START Selected passage

Fitting a MOED distribution requires a careful identification of the type of time dependence (non-stationarity) of the process. In the present case, we found that the time-dependence was characterized by a succession of alternate regimes with high and low rates of event occurrences. To identify the regimes, we first used a direct approach visually inspecting the curve of the cumulative number of explosions for significant slope changes separating high and low rates of occurrences as illustrated in Figure 2, and then a computational method based on statistical process control (^{Ho, 1992}), depicted in Figure 7. The results are compared in Tables 1 and 3.

For the first, non-stationary stage, Weibull and MOED 1 provided the best results in the goodness of fit test, but we prefer MOED 1 since the distribution parameters are easier to calculate and depict a direct representation of physically meaningful features of the process, namely the rates of each of the identified regimes.

For the second, stationary stage, the Weibull and the Exponential distributions yield similar results.

Table 3 and Figure 8 show a marked difference between the probabilities of occurrence of significant explosions for each stage. For comparative purposes we show in Table 5 the ratios of the probabilities calculated for the non-stationary (N-S) and stationary (S) stages for different time intervals.

END Selected passage
START Supplied data

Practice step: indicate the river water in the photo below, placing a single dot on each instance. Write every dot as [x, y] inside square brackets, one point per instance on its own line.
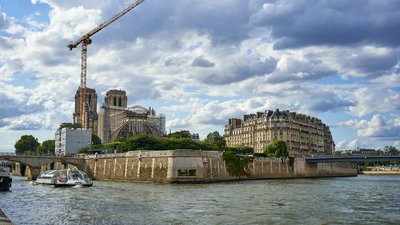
[366, 199]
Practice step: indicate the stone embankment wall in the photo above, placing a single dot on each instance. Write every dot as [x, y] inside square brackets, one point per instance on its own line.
[201, 166]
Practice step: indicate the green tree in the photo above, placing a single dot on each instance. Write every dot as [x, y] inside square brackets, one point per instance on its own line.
[391, 150]
[217, 139]
[26, 144]
[179, 134]
[47, 147]
[277, 148]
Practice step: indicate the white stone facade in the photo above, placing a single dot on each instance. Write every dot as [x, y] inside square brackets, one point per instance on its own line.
[69, 141]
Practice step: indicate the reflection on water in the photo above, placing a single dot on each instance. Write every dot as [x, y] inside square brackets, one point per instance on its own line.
[358, 200]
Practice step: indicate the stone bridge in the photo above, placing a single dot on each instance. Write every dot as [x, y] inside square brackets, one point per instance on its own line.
[35, 163]
[355, 159]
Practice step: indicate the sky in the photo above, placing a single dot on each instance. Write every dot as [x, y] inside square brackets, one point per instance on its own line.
[201, 62]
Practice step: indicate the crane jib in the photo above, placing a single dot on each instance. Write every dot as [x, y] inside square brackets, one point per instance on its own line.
[101, 26]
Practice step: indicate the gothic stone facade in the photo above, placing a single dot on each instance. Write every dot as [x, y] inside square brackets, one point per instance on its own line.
[117, 120]
[304, 135]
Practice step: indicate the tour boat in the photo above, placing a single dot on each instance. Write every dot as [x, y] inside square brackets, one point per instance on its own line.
[64, 177]
[5, 177]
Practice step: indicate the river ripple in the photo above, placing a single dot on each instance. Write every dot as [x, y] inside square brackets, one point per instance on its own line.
[366, 199]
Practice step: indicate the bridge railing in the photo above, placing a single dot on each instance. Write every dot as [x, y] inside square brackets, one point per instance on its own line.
[7, 153]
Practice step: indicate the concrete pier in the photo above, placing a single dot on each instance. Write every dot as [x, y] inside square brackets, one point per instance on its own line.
[4, 220]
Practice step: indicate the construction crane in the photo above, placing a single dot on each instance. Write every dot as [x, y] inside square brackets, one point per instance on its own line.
[85, 40]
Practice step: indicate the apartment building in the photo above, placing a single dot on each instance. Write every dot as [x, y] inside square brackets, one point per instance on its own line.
[304, 135]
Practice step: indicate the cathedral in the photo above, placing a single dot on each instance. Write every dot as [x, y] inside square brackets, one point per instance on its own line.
[115, 119]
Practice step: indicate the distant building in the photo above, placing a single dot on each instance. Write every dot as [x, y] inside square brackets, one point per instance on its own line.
[304, 135]
[118, 121]
[91, 117]
[69, 141]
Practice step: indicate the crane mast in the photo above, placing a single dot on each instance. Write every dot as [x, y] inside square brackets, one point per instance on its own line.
[85, 40]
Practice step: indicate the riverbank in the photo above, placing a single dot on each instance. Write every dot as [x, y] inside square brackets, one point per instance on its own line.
[386, 172]
[189, 166]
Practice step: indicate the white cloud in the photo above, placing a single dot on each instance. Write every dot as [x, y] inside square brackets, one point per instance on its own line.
[378, 127]
[202, 62]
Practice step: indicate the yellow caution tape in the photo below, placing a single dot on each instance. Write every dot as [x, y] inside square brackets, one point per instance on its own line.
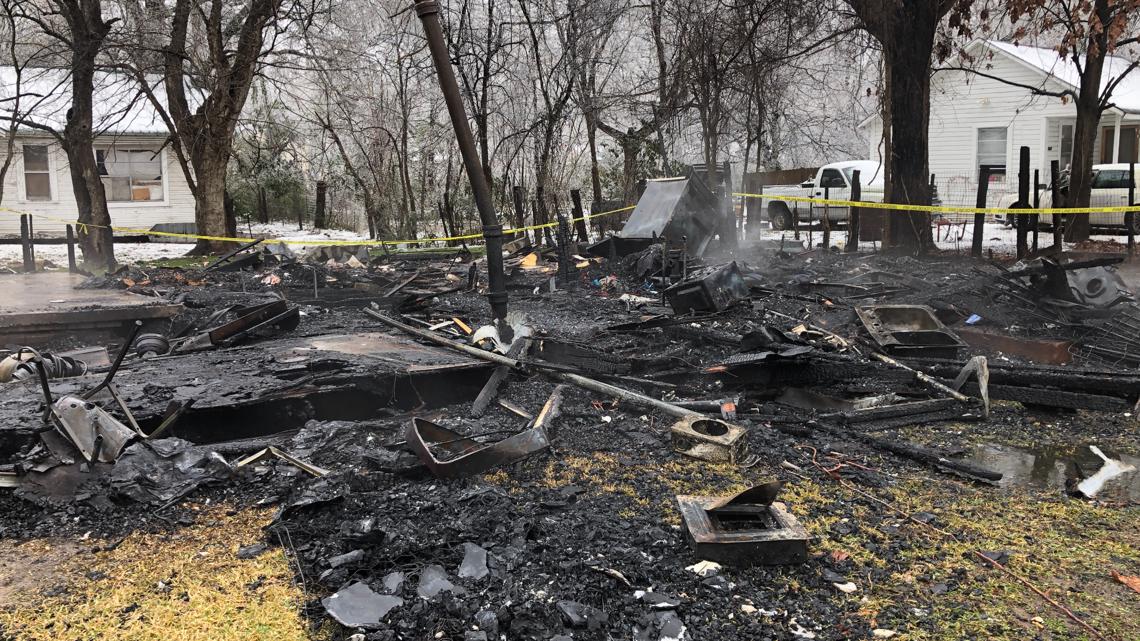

END Supplied data

Task instructions>
**A)** In the passage on fitting distributions to explosion records, copy the text between "For the second, stationary" and "different time intervals.", inclusive.
**B)** According to the passage on fitting distributions to explosion records, which two distributions give similar results for the second, stationary stage?
**C)** Continue the passage on fitting distributions to explosion records, starting after its last sentence.

Answers below>
**A)**
For the second, stationary stage, the Weibull and the Exponential distributions yield similar results.

Table 3 and Figure 8 show a marked difference between the probabilities of occurrence of significant explosions for each stage. For comparative purposes we show in Table 5 the ratios of the probabilities calculated for the non-stationary (N-S) and stationary (S) stages for different time intervals.

**B)** The Weibull and the Exponential distributions.

**C)**
During the time of study about 40 domes have been emplaced, but at least 138 moderately large explosions were recorded, either during the growth, or during the dome destruction episodes, with 64 of them exceeding an altitude of about 9.5 km a.s.l. Considering the fact that the highest rates of SE occurred during the relatively low lava dome emplacement rate regimes II and the initial part of IV defined in ^{Gómez-Vazquez et al. (2016)}, it may be concluded that the lava dome emplacement and the SE sequences appear to be the result of different ways of interaction among some complex processes, mainly the magma ascent and crystallization rates and the intensity of degassing (^{Gómez-Vazquez et al., 2016}; ^{Mendoza-Rosas et al., 2017}). Such factors seem to influence SE and lava dome emplacements in different ways, particularly during the SE non-stationary stage 1997-2003. In contrast, the SE stationary stage does not show a significant influence of the lava dome emplacement transitions between regimes IV and V.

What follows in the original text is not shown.